### Tarefa pedida
Copie na íntegra, sem qualquer alteração, o excerto sobre o futebol moderno e Chico Buarque.

### Excerto do documento
Há uma terminologia do futebol moderno que me remete sempre para Chico Buarque.
Quando os jogadores estão na “primeira fase de construção” eu recordo e corrompo o verso inicial em “a(r)mou daquela vez, como se fosse a última”. Quando eles passam à fase de criação, que para mim continua a ser de “construção”, cantarolo “atravessou a rua com seu passo tímido, subiu a construção como se fosse máquina”.
E finalmente quando chega à terceira fase, a da finalização - por que não “construção” final? - ou embalo na festa de “dançou e gargalhou como se ouvisse música” se der em golo ou, na maioria das vezes, caio no desespero de “tropeçar no céu como se fosse um bêbado”, por cada oportunidade desperdiçada.
“Construção” é o paradigma do futebol moderno, que transformou um jogo de pintores do belo em trolhas do passe e repasse, autênticos autómatos das “periodizações tácticas”, das “alternâncias horizontais” ou das “progressões complexas”, algumas das teorias assassinas do desporto canalha de que a gente gostava.
“Ergueu no patamar quatro paredes sólidas, tijolo com tijolo num desenho lógico”. O futebol deixou de ser obra de grandes armadores de toques e truques saídos dos becos e dos quintais e passou a ser coisa de construtores e empreiteiros de autênticos condomínios-mamarracho, cheios de regras, circuitos e proibições, para “não estragar a relva”.
Na contracorrente de uma sociedade que tanto valoriza o “gourmet”, o nosso futebol tem-se transformado num repetitivo “comer feijão com arroz como se fosse o máximo”, ainda que por vezes apaladado por um qualquer jogador rebelde com momentos, apenas momentos fugazes e raros, fora da receita. Voltemos à “primeira fase”.

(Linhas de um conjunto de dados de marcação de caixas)
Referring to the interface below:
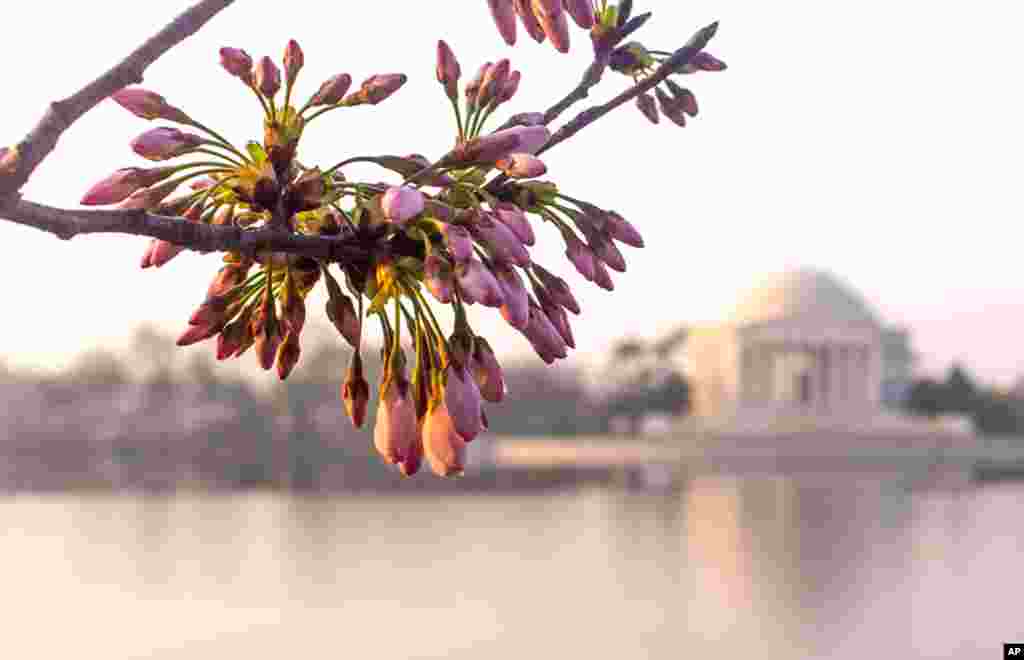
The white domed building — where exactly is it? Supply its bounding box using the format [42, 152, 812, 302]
[683, 268, 962, 433]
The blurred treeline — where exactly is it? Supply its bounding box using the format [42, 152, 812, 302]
[906, 363, 1024, 436]
[0, 326, 678, 489]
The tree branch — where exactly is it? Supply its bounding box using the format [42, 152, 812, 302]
[0, 0, 234, 195]
[0, 200, 367, 262]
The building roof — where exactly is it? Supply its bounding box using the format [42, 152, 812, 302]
[729, 268, 880, 325]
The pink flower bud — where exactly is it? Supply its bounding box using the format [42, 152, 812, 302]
[604, 211, 643, 248]
[423, 255, 455, 305]
[284, 39, 306, 85]
[455, 257, 505, 307]
[495, 153, 548, 179]
[341, 351, 370, 429]
[131, 127, 203, 161]
[309, 74, 352, 106]
[374, 375, 419, 464]
[495, 263, 529, 329]
[589, 233, 626, 273]
[441, 224, 473, 264]
[466, 61, 494, 105]
[487, 0, 520, 46]
[80, 167, 174, 206]
[111, 87, 190, 124]
[493, 202, 537, 246]
[253, 55, 281, 98]
[437, 39, 462, 100]
[513, 0, 547, 43]
[476, 58, 510, 107]
[521, 301, 568, 364]
[530, 0, 569, 53]
[470, 213, 530, 268]
[327, 289, 362, 348]
[444, 363, 480, 442]
[423, 402, 466, 477]
[472, 337, 505, 403]
[276, 331, 302, 381]
[220, 48, 253, 85]
[453, 126, 551, 163]
[594, 259, 615, 291]
[565, 234, 595, 281]
[563, 0, 594, 30]
[381, 185, 423, 225]
[498, 71, 524, 104]
[637, 94, 660, 124]
[351, 74, 409, 105]
[538, 296, 575, 348]
[534, 264, 580, 314]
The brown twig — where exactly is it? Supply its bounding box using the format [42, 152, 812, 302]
[0, 200, 366, 261]
[0, 0, 234, 195]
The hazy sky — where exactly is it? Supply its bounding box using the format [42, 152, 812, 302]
[0, 0, 1024, 383]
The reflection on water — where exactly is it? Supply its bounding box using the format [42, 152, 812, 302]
[0, 475, 1024, 660]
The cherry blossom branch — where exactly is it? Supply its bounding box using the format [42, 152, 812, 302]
[0, 0, 234, 195]
[0, 200, 367, 262]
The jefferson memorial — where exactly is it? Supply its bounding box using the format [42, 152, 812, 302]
[679, 268, 971, 434]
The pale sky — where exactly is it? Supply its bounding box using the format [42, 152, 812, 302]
[0, 0, 1024, 384]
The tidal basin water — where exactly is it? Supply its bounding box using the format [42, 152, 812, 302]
[0, 474, 1024, 660]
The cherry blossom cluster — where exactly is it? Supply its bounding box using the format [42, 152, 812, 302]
[82, 0, 717, 476]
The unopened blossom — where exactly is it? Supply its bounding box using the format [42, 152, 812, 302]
[444, 362, 481, 442]
[565, 233, 595, 281]
[276, 331, 302, 381]
[327, 291, 362, 348]
[637, 93, 662, 124]
[452, 126, 551, 163]
[512, 0, 547, 43]
[538, 296, 575, 348]
[487, 0, 520, 46]
[589, 232, 626, 273]
[423, 255, 455, 305]
[341, 351, 370, 429]
[455, 257, 505, 307]
[437, 39, 462, 100]
[495, 153, 548, 179]
[471, 213, 530, 268]
[466, 61, 494, 106]
[381, 185, 423, 224]
[111, 87, 190, 124]
[594, 259, 615, 291]
[532, 264, 580, 314]
[530, 0, 569, 53]
[496, 71, 522, 104]
[79, 167, 175, 206]
[308, 74, 352, 106]
[563, 0, 594, 30]
[604, 211, 643, 248]
[422, 401, 466, 477]
[472, 337, 505, 403]
[441, 224, 473, 264]
[492, 202, 537, 246]
[253, 55, 281, 98]
[345, 74, 409, 105]
[494, 263, 529, 329]
[220, 48, 253, 85]
[284, 39, 305, 85]
[374, 373, 419, 464]
[476, 57, 511, 107]
[131, 127, 203, 161]
[521, 301, 568, 364]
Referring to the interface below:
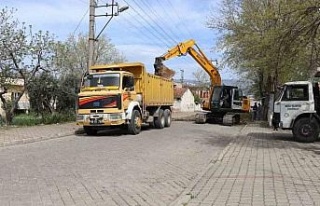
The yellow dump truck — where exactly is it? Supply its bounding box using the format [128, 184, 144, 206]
[77, 62, 173, 135]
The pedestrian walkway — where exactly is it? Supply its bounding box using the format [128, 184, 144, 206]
[172, 125, 320, 206]
[0, 122, 80, 147]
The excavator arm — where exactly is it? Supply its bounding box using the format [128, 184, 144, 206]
[154, 39, 221, 86]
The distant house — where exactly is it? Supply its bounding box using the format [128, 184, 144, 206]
[173, 85, 196, 112]
[0, 79, 30, 116]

### Resposta à tarefa
Há uma terminologia do futebol moderno que me remete sempre para Chico Buarque.
Quando os jogadores estão na “primeira fase de construção” eu recordo e corrompo o verso inicial em “a(r)mou daquela vez, como se fosse a última”. Quando eles passam à fase de criação, que para mim continua a ser de “construção”, cantarolo “atravessou a rua com seu passo tímido, subiu a construção como se fosse máquina”.
E finalmente quando chega à terceira fase, a da finalização - por que não “construção” final? - ou embalo na festa de “dançou e gargalhou como se ouvisse música” se der em golo ou, na maioria das vezes, caio no desespero de “tropeçar no céu como se fosse um bêbado”, por cada oportunidade desperdiçada.
“Construção” é o paradigma do futebol moderno, que transformou um jogo de pintores do belo em trolhas do passe e repasse, autênticos autómatos das “periodizações tácticas”, das “alternâncias horizontais” ou das “progressões complexas”, algumas das teorias assassinas do desporto canalha de que a gente gostava.
“Ergueu no patamar quatro paredes sólidas, tijolo com tijolo num desenho lógico”. O futebol deixou de ser obra de grandes armadores de toques e truques saídos dos becos e dos quintais e passou a ser coisa de construtores e empreiteiros de autênticos condomínios-mamarracho, cheios de regras, circuitos e proibições, para “não estragar a relva”.
Na contracorrente de uma sociedade que tanto valoriza o “gourmet”, o nosso futebol tem-se transformado num repetitivo “comer feijão com arroz como se fosse o máximo”, ainda que por vezes apaladado por um qualquer jogador rebelde com momentos, apenas momentos fugazes e raros, fora da receita. Voltemos à “primeira fase”.